▶ _TASK DESCRIPTION_:
Lines in the listing below containing the string "brown" are to be identified and copied.
——————————
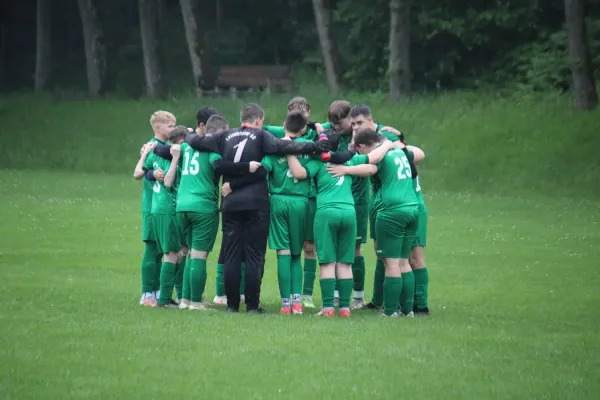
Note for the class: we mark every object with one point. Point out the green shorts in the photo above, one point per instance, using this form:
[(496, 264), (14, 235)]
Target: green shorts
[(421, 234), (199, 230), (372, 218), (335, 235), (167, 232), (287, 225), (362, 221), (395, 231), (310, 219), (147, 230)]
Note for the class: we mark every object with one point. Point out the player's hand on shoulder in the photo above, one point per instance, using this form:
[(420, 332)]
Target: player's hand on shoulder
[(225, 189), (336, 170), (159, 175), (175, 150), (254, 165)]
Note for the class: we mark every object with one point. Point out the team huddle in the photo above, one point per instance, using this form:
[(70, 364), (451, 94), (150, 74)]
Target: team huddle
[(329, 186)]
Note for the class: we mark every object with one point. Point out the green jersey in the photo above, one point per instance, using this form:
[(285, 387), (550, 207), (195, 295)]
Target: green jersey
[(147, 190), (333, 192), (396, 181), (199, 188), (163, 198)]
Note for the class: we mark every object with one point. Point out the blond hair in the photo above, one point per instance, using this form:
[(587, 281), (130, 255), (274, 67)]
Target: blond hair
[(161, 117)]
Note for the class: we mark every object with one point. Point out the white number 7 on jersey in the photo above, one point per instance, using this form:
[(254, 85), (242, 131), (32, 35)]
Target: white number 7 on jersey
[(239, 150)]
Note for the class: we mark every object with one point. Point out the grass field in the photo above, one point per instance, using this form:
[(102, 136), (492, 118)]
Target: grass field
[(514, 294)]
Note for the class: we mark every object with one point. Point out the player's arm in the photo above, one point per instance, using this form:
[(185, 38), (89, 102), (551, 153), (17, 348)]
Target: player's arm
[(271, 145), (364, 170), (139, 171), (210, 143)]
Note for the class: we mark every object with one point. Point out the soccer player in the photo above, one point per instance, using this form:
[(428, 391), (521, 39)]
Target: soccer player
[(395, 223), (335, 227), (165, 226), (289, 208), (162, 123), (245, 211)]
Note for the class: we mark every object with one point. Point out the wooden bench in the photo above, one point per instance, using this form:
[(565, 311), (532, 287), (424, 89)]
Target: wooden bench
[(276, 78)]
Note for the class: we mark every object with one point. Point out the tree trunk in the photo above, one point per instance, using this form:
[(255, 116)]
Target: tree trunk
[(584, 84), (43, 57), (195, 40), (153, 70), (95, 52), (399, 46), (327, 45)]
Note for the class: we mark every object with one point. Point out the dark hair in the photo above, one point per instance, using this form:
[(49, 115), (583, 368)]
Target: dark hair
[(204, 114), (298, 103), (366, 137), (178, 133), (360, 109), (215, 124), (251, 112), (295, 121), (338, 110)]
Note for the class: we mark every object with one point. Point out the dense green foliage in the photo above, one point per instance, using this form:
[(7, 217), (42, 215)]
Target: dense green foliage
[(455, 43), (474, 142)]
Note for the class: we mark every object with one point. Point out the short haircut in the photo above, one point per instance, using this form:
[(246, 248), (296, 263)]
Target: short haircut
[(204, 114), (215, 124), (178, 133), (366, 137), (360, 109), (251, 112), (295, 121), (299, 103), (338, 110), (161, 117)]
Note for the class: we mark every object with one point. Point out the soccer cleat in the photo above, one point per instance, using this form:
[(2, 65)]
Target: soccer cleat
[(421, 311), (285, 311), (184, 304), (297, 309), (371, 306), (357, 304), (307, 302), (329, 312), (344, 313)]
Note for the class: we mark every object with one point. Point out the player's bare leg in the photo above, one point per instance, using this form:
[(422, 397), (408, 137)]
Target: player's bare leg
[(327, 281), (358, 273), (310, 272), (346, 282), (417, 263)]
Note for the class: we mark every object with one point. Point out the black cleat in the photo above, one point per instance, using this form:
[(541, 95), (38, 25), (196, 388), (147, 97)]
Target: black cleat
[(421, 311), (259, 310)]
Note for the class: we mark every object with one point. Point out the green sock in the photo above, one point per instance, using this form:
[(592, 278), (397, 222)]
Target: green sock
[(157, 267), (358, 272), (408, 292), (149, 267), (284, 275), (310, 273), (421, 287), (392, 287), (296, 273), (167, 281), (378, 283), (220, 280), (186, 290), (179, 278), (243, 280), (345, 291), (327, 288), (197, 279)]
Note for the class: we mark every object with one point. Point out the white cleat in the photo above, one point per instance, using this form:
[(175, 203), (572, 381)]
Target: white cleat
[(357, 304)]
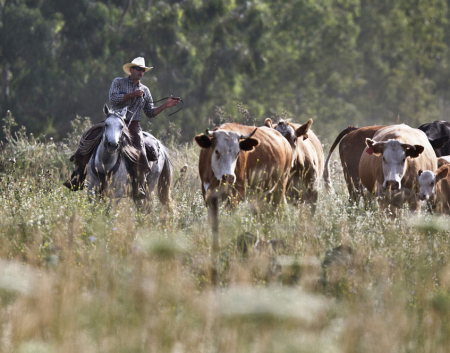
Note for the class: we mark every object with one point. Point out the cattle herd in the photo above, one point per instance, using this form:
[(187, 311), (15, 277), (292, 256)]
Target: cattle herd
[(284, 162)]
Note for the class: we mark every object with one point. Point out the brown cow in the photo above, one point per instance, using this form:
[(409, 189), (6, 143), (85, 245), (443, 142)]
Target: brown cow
——————————
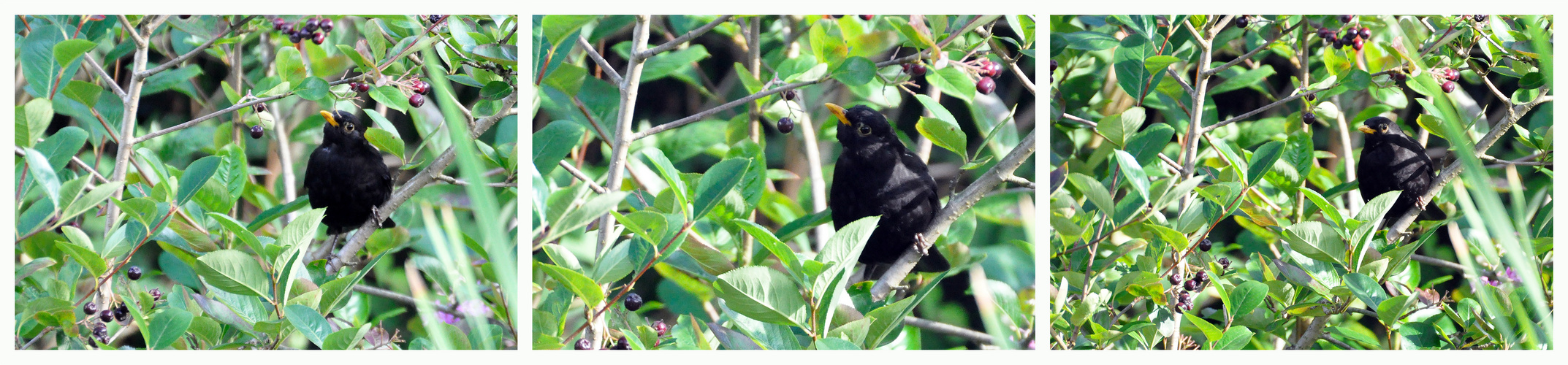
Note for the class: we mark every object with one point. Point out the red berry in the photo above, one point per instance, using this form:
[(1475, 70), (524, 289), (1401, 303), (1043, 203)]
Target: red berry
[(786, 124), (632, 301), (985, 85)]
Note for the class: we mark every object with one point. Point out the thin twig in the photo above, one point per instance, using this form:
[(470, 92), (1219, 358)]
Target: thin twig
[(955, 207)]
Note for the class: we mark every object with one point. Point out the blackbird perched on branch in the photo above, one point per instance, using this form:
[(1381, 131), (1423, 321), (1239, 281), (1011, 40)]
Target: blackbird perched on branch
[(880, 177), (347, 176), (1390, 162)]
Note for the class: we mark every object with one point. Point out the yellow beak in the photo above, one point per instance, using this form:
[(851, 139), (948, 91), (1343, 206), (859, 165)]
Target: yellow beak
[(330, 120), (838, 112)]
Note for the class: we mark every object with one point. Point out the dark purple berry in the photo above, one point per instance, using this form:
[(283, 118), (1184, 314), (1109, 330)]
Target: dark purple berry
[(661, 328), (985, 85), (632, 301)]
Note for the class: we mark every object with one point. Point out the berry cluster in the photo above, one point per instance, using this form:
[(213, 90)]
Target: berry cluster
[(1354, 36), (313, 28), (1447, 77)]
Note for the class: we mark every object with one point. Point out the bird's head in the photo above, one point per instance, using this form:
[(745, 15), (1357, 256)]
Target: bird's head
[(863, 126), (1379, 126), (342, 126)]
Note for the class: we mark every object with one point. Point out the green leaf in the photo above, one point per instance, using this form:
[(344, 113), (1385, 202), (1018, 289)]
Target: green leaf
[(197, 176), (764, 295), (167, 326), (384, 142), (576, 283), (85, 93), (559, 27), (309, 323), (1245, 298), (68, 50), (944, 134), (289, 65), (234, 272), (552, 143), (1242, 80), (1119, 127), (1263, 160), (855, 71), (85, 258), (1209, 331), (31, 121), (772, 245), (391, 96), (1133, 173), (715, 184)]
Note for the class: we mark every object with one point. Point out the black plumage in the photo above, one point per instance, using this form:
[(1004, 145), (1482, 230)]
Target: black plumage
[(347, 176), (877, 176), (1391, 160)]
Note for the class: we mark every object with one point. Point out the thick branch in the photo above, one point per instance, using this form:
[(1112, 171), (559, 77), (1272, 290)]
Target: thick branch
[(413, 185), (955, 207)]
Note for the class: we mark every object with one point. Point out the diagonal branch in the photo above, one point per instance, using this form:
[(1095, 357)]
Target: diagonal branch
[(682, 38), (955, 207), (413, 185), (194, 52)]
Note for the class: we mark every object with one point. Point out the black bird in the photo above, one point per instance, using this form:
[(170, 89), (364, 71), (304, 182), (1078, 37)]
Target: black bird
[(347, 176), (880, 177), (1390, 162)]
——————————
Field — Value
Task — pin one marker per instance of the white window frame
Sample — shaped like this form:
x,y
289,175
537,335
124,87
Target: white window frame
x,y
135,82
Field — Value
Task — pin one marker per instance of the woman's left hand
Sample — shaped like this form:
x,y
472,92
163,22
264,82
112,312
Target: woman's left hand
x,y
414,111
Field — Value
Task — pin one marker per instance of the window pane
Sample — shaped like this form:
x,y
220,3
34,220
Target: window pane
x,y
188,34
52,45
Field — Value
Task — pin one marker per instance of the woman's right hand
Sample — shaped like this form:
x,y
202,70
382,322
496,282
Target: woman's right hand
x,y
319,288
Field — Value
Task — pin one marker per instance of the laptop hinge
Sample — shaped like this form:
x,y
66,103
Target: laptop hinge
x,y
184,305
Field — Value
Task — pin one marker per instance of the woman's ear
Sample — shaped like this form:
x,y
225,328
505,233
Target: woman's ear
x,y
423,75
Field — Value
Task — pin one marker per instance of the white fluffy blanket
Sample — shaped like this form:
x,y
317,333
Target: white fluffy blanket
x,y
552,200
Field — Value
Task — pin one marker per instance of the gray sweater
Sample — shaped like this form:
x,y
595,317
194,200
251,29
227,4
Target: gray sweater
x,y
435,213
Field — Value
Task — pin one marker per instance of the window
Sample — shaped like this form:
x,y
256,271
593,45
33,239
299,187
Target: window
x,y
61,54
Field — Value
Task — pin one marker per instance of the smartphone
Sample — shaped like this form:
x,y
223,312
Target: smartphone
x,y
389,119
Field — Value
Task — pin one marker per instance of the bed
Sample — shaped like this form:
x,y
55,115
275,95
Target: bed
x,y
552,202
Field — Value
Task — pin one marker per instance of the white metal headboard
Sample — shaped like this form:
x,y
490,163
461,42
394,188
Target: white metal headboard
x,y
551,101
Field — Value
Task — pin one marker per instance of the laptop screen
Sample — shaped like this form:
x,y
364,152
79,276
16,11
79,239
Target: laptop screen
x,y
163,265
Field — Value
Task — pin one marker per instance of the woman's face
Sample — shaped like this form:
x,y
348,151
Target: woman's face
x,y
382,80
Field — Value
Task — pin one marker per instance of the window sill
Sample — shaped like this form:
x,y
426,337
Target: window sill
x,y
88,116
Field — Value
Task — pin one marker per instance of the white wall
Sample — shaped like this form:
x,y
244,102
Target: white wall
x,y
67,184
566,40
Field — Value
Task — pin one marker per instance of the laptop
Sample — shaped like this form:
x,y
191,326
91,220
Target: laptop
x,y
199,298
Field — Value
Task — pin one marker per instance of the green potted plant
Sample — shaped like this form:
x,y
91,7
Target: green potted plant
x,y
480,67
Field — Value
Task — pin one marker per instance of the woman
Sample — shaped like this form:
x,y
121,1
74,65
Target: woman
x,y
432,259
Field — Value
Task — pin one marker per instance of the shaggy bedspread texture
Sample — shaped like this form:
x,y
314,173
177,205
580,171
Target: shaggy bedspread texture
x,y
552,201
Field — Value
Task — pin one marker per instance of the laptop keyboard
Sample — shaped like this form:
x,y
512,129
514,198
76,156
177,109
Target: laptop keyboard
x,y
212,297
——————————
▶ _RESPONSE TO THIS EXERCISE_:
Note for the class: we mark every object with one point. Point out the brown cow in the photo above, one point per instance, using this form:
Target: brown cow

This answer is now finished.